[THE EXERCISE] Please retype all of the material below, reproducing every line without any change.

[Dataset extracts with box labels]

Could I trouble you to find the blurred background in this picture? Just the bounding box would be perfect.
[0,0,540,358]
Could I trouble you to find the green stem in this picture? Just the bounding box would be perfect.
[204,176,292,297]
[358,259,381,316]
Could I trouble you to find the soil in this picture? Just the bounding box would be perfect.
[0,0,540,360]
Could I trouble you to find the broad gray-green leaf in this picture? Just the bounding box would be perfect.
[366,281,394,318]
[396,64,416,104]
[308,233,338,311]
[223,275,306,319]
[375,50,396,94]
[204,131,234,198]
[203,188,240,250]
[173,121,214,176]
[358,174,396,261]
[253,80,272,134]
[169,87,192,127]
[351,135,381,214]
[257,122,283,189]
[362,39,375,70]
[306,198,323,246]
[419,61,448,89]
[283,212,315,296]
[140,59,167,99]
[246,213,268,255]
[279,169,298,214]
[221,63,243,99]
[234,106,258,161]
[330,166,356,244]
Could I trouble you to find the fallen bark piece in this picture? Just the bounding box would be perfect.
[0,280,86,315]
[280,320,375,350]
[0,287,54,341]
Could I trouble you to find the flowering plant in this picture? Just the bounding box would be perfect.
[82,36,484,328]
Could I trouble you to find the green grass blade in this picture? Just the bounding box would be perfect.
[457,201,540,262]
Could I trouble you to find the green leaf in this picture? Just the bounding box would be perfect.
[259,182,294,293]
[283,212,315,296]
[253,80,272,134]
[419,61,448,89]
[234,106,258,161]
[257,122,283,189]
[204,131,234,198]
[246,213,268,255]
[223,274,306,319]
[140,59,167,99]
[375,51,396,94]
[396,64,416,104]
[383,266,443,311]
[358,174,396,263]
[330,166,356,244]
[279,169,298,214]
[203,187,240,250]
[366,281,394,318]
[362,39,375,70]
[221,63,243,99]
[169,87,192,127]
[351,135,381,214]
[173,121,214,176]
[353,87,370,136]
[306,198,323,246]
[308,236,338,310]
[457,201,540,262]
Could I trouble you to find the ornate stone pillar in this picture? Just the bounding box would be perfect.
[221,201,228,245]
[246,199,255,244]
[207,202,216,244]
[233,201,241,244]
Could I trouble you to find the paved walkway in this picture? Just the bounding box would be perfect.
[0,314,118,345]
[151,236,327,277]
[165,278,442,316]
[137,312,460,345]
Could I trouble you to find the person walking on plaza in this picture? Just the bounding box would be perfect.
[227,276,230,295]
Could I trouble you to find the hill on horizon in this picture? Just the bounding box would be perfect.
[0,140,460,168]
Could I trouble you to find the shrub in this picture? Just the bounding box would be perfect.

[THE SOLUTION]
Could I trouble you to find the blurred background in this picture? Just the bounding box would be perfect.
[0,0,540,358]
Could I trouble you to find the green stem in this picture? Just the bounding box would be perfect.
[204,176,292,297]
[358,259,381,316]
Could I trouble you to find the soil in this picture? Just the bounding box would be perfect.
[0,0,540,360]
Could I trouble you to find the broad gray-green leaf in this picture? Just the bounding box would be perfect.
[366,281,394,318]
[396,64,416,104]
[308,233,338,311]
[223,275,306,319]
[375,50,396,94]
[204,131,234,198]
[203,188,240,250]
[173,121,214,176]
[358,174,396,261]
[253,80,272,134]
[169,87,192,127]
[351,135,381,214]
[257,122,283,189]
[362,39,375,70]
[306,198,323,246]
[419,61,448,89]
[283,212,315,296]
[140,59,167,99]
[246,213,268,255]
[279,169,298,214]
[221,63,243,99]
[234,106,258,161]
[330,166,356,244]
Could I trouble you to find the fallen bark piece in this picture? Just the bounding box would be perfect.
[0,280,86,315]
[280,320,375,350]
[0,287,54,341]
Could I trouble you to find the flowering plant in this picture? Just the bounding box would be perfect.
[82,36,484,328]
Could I trouble you to find the green grass blade in this picture? Just the bounding box would be perfect.
[457,201,540,262]
Could I trouble you to find the green leaf in this picture? Just the bounding box would be perfect.
[259,182,294,293]
[283,212,315,296]
[253,80,272,134]
[419,61,448,89]
[234,106,258,161]
[257,122,283,189]
[204,131,234,198]
[246,213,268,255]
[223,274,306,319]
[140,59,167,99]
[375,51,396,94]
[396,64,416,104]
[383,266,443,311]
[358,174,396,263]
[330,166,356,244]
[279,169,298,214]
[203,187,240,250]
[366,281,394,318]
[362,39,375,70]
[221,63,243,99]
[169,87,192,127]
[351,135,381,214]
[173,121,214,176]
[353,87,370,136]
[306,198,323,246]
[308,236,338,310]
[457,201,540,262]
Could I trouble you to find the ornate stone pillar in this picture? Just the bounding box would be perfect.
[221,201,228,245]
[246,199,255,244]
[207,202,216,244]
[233,201,241,244]
Could I trouble you to find the paved walkway in this picture? Just the bounding box would be perfect.
[0,314,118,345]
[151,236,327,277]
[165,278,442,316]
[137,312,460,345]
Could I trouble you to find the person walking on plaza in this picture? Just the bounding box would be perfect.
[227,276,230,295]
Could I trouble you to find the hill on horizon in this picture? Just the bounding box would be perfect.
[0,140,460,168]
Could I trouble you to find the shrub in this picture? Just the bounding box would be perfect.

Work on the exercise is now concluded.